====== RECORDS ======

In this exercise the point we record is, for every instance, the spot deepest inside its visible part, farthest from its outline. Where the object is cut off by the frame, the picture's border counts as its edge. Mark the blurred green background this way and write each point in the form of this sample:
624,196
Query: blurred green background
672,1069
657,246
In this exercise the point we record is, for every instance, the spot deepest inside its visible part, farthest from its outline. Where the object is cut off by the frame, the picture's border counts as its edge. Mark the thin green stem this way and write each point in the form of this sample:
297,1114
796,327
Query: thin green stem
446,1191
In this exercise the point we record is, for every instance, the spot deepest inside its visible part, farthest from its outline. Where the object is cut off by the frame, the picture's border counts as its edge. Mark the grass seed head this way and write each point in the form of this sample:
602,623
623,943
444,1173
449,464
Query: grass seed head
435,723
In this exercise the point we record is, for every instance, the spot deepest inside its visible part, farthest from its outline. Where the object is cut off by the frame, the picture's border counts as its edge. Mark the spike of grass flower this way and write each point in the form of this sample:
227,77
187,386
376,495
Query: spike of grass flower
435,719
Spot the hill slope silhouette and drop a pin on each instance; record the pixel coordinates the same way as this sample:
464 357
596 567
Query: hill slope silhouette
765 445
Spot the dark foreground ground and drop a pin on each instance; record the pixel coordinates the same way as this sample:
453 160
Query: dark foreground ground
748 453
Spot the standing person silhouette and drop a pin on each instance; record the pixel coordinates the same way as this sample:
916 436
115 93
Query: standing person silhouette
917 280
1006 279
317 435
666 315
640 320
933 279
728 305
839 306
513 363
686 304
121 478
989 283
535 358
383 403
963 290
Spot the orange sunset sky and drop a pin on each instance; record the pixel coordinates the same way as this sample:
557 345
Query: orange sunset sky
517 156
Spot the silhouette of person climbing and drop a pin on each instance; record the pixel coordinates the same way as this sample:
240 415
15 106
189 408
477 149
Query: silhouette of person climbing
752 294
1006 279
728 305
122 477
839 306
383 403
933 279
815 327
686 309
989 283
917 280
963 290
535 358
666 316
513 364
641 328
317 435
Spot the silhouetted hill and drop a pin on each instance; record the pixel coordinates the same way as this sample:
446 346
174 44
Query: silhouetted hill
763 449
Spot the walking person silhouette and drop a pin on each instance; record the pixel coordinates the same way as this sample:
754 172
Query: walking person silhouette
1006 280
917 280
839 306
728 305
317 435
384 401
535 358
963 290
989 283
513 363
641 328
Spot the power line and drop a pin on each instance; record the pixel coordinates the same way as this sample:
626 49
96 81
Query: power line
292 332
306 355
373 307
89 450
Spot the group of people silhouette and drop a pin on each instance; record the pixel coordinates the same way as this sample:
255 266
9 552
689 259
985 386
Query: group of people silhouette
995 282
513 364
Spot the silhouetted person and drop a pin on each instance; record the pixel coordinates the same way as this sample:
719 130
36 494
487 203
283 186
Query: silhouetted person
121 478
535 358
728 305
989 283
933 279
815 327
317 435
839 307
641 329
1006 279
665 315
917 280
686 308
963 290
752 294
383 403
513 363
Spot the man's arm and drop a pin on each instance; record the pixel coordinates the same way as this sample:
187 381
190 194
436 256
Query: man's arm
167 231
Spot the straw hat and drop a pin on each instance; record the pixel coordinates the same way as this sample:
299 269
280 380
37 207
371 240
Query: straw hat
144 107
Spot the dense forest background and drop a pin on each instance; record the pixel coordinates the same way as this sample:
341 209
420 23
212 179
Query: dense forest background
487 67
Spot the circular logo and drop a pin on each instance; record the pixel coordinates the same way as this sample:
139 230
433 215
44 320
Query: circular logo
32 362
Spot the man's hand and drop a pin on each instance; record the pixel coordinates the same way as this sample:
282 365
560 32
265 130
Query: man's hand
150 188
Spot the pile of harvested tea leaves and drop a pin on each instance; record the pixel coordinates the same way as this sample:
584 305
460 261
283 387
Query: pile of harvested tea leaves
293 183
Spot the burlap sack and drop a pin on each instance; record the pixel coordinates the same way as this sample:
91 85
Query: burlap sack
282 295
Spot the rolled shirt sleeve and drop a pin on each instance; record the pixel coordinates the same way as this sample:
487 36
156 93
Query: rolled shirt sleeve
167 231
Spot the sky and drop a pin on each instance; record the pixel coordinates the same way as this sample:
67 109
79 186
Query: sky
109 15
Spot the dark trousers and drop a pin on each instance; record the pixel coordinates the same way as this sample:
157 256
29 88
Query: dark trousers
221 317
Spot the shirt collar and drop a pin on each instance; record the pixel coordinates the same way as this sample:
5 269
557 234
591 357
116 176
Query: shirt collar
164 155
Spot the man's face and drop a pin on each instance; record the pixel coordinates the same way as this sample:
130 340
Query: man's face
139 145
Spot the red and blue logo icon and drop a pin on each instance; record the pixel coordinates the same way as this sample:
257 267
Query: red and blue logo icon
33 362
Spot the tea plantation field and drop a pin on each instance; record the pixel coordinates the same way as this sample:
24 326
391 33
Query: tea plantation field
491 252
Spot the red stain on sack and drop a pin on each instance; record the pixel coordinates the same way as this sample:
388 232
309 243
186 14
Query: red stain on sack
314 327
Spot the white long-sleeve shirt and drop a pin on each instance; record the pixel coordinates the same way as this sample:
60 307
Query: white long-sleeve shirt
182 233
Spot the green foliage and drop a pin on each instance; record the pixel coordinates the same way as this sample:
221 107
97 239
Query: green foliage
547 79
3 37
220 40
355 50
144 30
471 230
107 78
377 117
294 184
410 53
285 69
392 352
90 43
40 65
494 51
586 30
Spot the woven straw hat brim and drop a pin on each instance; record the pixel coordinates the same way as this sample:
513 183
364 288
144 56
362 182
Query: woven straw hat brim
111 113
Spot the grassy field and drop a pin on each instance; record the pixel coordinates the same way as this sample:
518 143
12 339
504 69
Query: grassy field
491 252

======

▶ _WHAT NEEDS TO BE DONE_
Repeat each entry above, keeping every word exact.

▶ _SOLUTION BELOW_
In this exercise the point we record is, for every instance, the spot deepest inside its visible part, farthest from its outline. Where the object is cut off by the frame, the picture's border counts as its edge. Mark the blurred green background this way and write each point in the form of this sample:
624,196
Query: blurred green background
672,1069
657,246
In this exercise the point we record is, for every instance, the spot deepest inside its visible part, farthest from its outline. Where the object is cut off by the frame, the picture's border counts as its edge. Mark the thin green stem this way and write each point in the form of this sample:
297,1114
796,327
Query: thin green stem
446,1191
In this exercise the point we record is, for every instance, the spot deepest inside its visible part, farthest from its outline. Where the object is cut off by the frame, the picture's border counts as its edge. Mark the grass seed head this way and write each point in the form of this sample:
602,623
623,943
444,1173
449,464
Query: grass seed head
435,723
In this exercise the point we record is, for every instance, the spot deepest inside its visible part, farthest from its outline. Where the object is cut off by the frame, the picture's border counts as its edge. Mark the spike of grass flower this way and write each point in the form of this sample:
227,77
187,386
376,495
Query: spike of grass flower
435,719
Spot the hill slope silhouette and drop a pin on each instance; record the pixel coordinates the same way as this sample:
464 357
596 567
Query: hill slope silhouette
765 445
Spot the dark foreground ground and drop a pin on each instance; record the pixel coordinates the same way as this sample:
453 160
Query: dark foreground ground
748 453
Spot the standing person silhouette and drop a pin on each instance; record the pixel coordinates the same way as this sample:
916 436
115 93
Query: standing person silhouette
917 280
1006 279
317 435
666 315
640 320
933 279
728 305
839 306
513 363
686 304
121 478
989 283
535 358
383 403
963 290
Spot the orange sunset sky and drop a pin on each instance; record the pixel coordinates the same way as this sample:
557 345
Query: orange sunset sky
517 156
Spot the silhouette of person climbing and drop a pin on each instance; record the pixel coordinates the same way as this sample:
240 415
15 106
189 408
477 149
Query: silhouette of person climbing
752 294
1006 279
728 305
122 477
839 306
383 403
933 279
815 327
686 309
989 283
917 280
963 290
535 358
666 316
513 364
641 328
317 435
Spot the silhouetted hill and drop a pin on each instance; record the pixel coordinates the same way as this sample:
446 346
174 44
Query: silhouetted hill
763 449
Spot the walking person silhouette and drop a pin on each instance; record the pixel coordinates the same way as this sample:
754 172
Query: walking person silhouette
1006 280
917 280
839 306
728 305
317 435
384 401
535 358
963 290
989 283
513 363
641 328
Spot the power line and drop a pin on each instance; record the pixel coordinates the same way as this sample:
626 49
96 81
Query: power line
292 332
306 355
373 307
89 450
Spot the group of people silhouette and drop a pin on each instance; record the pixel coordinates the same way as this sample:
255 266
9 552
689 259
985 386
Query: group of people silhouette
995 282
513 364
Spot the silhouetted person and drop a pin on each instance; record the pixel coordinates the same way as this sample:
719 130
36 494
487 203
283 186
Query: silhouetted person
121 478
535 358
728 305
989 283
933 279
815 327
317 435
839 307
641 329
1006 279
665 315
917 280
686 308
963 290
752 294
383 403
513 363
Spot the man's arm and drop a pin on each instance; record the pixel coordinates the same way as this sample:
187 381
190 194
436 256
Query: man's arm
167 231
Spot the straw hat and drop a pin on each instance; record the pixel coordinates the same way as this sample:
299 269
280 380
37 207
371 240
Query: straw hat
144 107
Spot the dense forest background and drop a pin on each instance; record the pixel coordinates the same way as this sample:
341 209
420 23
212 179
Query: dense forest background
487 67
Spot the circular logo and drop a pin on each instance; record the pixel coordinates the same way as this sample:
139 230
433 215
44 320
Query: circular logo
32 362
Spot the man's hand and drop a pin on each instance; record the pixel coordinates the same way as this sample:
282 365
560 32
265 130
Query: man's hand
150 188
Spot the pile of harvested tea leaves and drop a pin on each instance; record the pixel coordinates the same way as this sample:
584 305
460 261
283 387
Query: pile of harvested tea leaves
293 183
Spot the burlap sack and drop a pin on each instance; record the pixel coordinates the same way as this sample:
91 85
Query: burlap sack
282 295
Spot the rolled shirt sleeve and drop a pin on each instance; record the pixel coordinates the same way as this sample:
487 36
156 93
Query: rolled shirt sleeve
167 231
Spot the sky and drop a pin on each instance; record the pixel coordinates the same way as this sample:
67 109
79 186
Query: sky
109 15
Spot the dark trousers and drop a pin on each instance; record the pixel coordinates the same way as this sample:
157 256
29 88
Query: dark trousers
221 317
Spot the shirt collar and drop a pin on each instance; record the pixel coordinates the same way as this sample:
5 269
557 234
591 357
116 176
Query: shirt collar
164 155
Spot the man's face and drop a pin on each instance; record the pixel coordinates the same way as this sample:
130 340
Query: man's face
139 145
Spot the red and blue logo icon and drop a pin on each instance; record the pixel coordinates the same way as this sample:
257 267
Query: red and blue logo icon
33 362
Spot the tea plantation field and drop a pin on each instance; record the pixel coordinates the same way as this sample:
24 326
391 33
Query: tea plantation field
491 252
Spot the red stain on sack and drop a pin on each instance; record the pixel coordinates the same way as this sample:
388 232
309 243
186 14
Query: red stain on sack
314 327
Spot the white long-sleeve shirt and drop a pin on each instance; record the pixel coordinates the same way as this sample:
60 307
Query: white long-sleeve shirt
182 233
Spot the green foliage and drop a pin on each instance; record the pixel coordinates the same way as this sample:
221 107
97 239
Query: green foliage
547 79
3 37
220 40
355 50
144 30
471 230
107 78
377 117
294 184
410 53
285 69
392 352
90 43
40 65
494 51
586 30
Spot the woven straw hat brim and drop a pin on each instance; record the pixel coordinates the same way as this sample:
513 183
364 288
144 56
362 182
Query: woven straw hat brim
111 113
Spot the grassy field and drop a pin on each instance; record the pixel coordinates the same way as this sample:
518 143
12 339
504 69
Query: grassy field
491 252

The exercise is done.